_WHAT THE TASK REQUIRES_:
Reproduce all of the items that follow, substituting "Annotated points" for every occurrence of "Marked points" and leaving everything else unchanged.

__________________________________________________

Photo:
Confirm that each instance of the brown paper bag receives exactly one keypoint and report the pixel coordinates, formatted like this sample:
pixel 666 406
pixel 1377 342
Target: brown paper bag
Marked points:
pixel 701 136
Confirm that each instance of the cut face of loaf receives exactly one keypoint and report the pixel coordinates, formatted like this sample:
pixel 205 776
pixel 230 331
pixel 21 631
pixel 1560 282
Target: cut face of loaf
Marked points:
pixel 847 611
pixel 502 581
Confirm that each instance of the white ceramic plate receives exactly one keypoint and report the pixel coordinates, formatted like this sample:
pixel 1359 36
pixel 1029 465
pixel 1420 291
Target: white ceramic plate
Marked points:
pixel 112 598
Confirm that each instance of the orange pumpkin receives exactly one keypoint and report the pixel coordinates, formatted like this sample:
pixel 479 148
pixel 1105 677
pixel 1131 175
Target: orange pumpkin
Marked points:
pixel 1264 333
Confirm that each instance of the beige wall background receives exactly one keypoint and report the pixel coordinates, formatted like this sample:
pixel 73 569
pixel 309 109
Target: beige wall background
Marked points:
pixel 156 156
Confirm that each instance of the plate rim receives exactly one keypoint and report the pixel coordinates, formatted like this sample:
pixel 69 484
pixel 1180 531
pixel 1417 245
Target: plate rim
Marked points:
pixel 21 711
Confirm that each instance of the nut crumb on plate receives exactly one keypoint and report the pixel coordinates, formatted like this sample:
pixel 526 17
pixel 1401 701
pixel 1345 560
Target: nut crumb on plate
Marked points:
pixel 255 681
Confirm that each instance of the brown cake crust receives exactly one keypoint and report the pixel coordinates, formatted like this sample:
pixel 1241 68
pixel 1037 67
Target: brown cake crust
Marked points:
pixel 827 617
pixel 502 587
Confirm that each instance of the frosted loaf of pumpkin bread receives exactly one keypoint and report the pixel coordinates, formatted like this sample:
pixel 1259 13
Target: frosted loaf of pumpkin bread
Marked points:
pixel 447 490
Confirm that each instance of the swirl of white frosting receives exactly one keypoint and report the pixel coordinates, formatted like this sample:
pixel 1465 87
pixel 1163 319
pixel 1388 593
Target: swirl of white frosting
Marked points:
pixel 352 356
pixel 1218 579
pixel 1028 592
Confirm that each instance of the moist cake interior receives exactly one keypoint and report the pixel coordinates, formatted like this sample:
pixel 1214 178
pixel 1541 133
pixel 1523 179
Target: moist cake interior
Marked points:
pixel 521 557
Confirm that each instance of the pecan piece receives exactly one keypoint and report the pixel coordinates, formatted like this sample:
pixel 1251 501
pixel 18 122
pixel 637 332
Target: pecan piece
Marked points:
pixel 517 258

__________________________________________________

_FINISHED TASK_:
Photo:
Confirm that each instance of the brown paper bag receives exactly one keypoint and report the pixel coordinates, formatted like this sample:
pixel 666 406
pixel 1377 342
Target: brown paper bag
Annotated points:
pixel 701 136
Confirm that each instance of the cut face of loaf receives exactly one keypoint and report the pixel coordinates, formatted like this sample:
pixel 205 776
pixel 230 331
pixel 21 631
pixel 1560 282
Target: cut face of loaf
Annotated points:
pixel 847 611
pixel 502 581
Confirm that each instance of the white ceramic plate receives exactly one keypoint and report the pixel coordinates, formatted like this sample:
pixel 1359 36
pixel 1029 465
pixel 1420 291
Target: white ceramic plate
Annotated points:
pixel 112 598
Confirm that each instance of the orange pumpkin receives exactly one keypoint and report the pixel coordinates, formatted like this sample:
pixel 479 148
pixel 1105 677
pixel 1131 175
Target: orange pumpkin
Annotated points:
pixel 1264 333
Confirm that each instance of the beige wall background receives exactly one keypoint and report the pixel coordinates, formatted like this sample:
pixel 73 569
pixel 309 109
Target: beige wall background
Annotated points:
pixel 156 156
Confirm that each instance of the plate rim receives exactly one keypoint and report the pixel coordinates, formatted like this sample:
pixel 69 484
pixel 1180 531
pixel 1417 245
Target: plate rim
Annotated points:
pixel 21 711
Confirm that each instance of the nut crumb on plate receives exactly one keypoint and report the pixel coordinates, formatted like this sample:
pixel 526 17
pixel 1401 701
pixel 1345 560
Target: nut crumb on plate
Annotated points:
pixel 255 681
Confirm that each instance of the brown cake crust receives exactly one keypoint and report the pixel coordinates, formatted like this sample:
pixel 1241 68
pixel 1037 67
Target: brown cake crust
Annotated points:
pixel 827 617
pixel 502 587
Confirm that each instance of the frosted loaf of pumpkin bread receives exactly one keypoint and report the pixel coordinates, formatted like this sample:
pixel 1259 13
Target: frosted loaf of pumpkin bread
Annotated points:
pixel 447 490
Confirm that each instance of the swirl of white frosting receives exactly one keypoint and report the pixel coordinates, formatted like this sample:
pixel 1465 87
pixel 1163 319
pixel 1388 593
Target: swirl of white frosting
Annotated points:
pixel 352 356
pixel 1218 579
pixel 1028 592
Confirm that each instance of the moist cake interior receives exactly one keypoint and report the pixel coordinates, formatted like this sample:
pixel 1214 178
pixel 1541 133
pixel 1523 179
Target: moist cake interior
Annotated points:
pixel 521 557
Confirm that each instance of the pecan piece receives exactly one keypoint and report the pixel coordinates, formatted like this sample:
pixel 1251 501
pixel 18 122
pixel 637 332
Target: pecan piece
Annotated points:
pixel 517 258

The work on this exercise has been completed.